:: Exercise aim ::
Could you repeat, word for word, every line from the one containing "Phrase: tent" through the final line of the records below, and nothing else?

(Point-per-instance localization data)
§ §
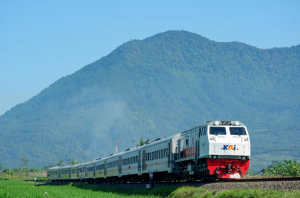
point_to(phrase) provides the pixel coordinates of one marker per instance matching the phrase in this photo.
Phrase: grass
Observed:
(13, 188)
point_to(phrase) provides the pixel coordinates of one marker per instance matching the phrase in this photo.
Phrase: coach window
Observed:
(237, 131)
(217, 131)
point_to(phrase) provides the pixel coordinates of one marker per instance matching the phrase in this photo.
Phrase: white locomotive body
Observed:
(217, 149)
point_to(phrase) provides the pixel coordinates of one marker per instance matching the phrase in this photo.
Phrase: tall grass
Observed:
(285, 168)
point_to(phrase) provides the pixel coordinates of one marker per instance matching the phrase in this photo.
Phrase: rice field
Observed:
(16, 189)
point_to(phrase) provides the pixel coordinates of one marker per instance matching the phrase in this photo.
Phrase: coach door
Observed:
(169, 153)
(139, 163)
(120, 166)
(144, 165)
(105, 169)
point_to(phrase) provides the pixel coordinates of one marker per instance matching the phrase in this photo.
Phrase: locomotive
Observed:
(214, 150)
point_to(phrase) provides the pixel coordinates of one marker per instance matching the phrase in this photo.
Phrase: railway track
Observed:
(262, 179)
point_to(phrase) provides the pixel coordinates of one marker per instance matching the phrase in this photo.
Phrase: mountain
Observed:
(157, 87)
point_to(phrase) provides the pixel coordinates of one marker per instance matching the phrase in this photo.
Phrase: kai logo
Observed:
(229, 147)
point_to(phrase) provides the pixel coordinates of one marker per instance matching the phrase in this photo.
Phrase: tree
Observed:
(74, 162)
(142, 142)
(60, 162)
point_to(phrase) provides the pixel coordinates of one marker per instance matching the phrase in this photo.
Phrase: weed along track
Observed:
(277, 183)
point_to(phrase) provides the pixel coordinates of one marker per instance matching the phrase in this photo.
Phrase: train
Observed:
(214, 150)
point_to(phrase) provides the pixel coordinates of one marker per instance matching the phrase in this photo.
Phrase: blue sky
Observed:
(42, 41)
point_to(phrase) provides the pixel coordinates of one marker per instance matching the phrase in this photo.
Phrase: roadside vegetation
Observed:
(15, 189)
(285, 168)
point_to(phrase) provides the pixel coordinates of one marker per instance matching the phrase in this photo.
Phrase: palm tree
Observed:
(142, 142)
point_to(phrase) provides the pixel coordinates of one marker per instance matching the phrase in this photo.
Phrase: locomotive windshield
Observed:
(217, 131)
(237, 131)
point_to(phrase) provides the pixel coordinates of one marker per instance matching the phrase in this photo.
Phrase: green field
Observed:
(12, 188)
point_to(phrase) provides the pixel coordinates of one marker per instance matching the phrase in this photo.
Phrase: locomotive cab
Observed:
(229, 149)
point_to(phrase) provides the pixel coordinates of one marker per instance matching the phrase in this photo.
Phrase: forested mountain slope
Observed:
(157, 87)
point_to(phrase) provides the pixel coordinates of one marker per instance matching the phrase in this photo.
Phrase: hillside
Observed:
(156, 87)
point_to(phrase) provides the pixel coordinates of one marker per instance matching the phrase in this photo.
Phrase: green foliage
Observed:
(285, 168)
(142, 142)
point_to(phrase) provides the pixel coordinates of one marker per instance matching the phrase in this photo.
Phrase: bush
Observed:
(285, 168)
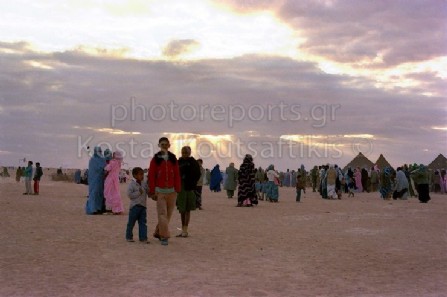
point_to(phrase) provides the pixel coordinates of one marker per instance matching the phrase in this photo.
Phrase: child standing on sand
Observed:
(137, 192)
(28, 178)
(37, 176)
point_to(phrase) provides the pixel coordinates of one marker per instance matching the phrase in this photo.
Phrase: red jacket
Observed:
(164, 174)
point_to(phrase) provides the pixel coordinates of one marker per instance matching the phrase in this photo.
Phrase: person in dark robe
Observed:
(95, 202)
(215, 179)
(246, 195)
(186, 199)
(420, 177)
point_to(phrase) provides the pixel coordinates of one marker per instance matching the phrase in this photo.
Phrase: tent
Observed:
(359, 161)
(439, 163)
(382, 162)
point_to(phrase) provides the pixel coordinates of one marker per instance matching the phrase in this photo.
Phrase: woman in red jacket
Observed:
(164, 184)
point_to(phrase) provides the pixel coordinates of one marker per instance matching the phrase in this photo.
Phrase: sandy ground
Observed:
(359, 246)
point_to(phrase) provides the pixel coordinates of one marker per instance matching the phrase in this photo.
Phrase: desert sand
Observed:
(360, 246)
§ §
:: Response for this exercise ::
Phrase: tent
Observed:
(359, 161)
(439, 163)
(382, 162)
point_to(phrase) provides the pixel coordinates of one marker per instance matching the phrase in this photo.
Phrase: woman in red jacket
Observed:
(164, 184)
point_to(phrase) provides the pixel coordinates of one marker per instance matching the phrase in this photo.
Phrase: sandy ground
Observed:
(359, 246)
point_to(phrase) provides the pixel coordinates of one marker per instance matching the phrase in this photo.
Phrase: desert sand
Observed:
(360, 246)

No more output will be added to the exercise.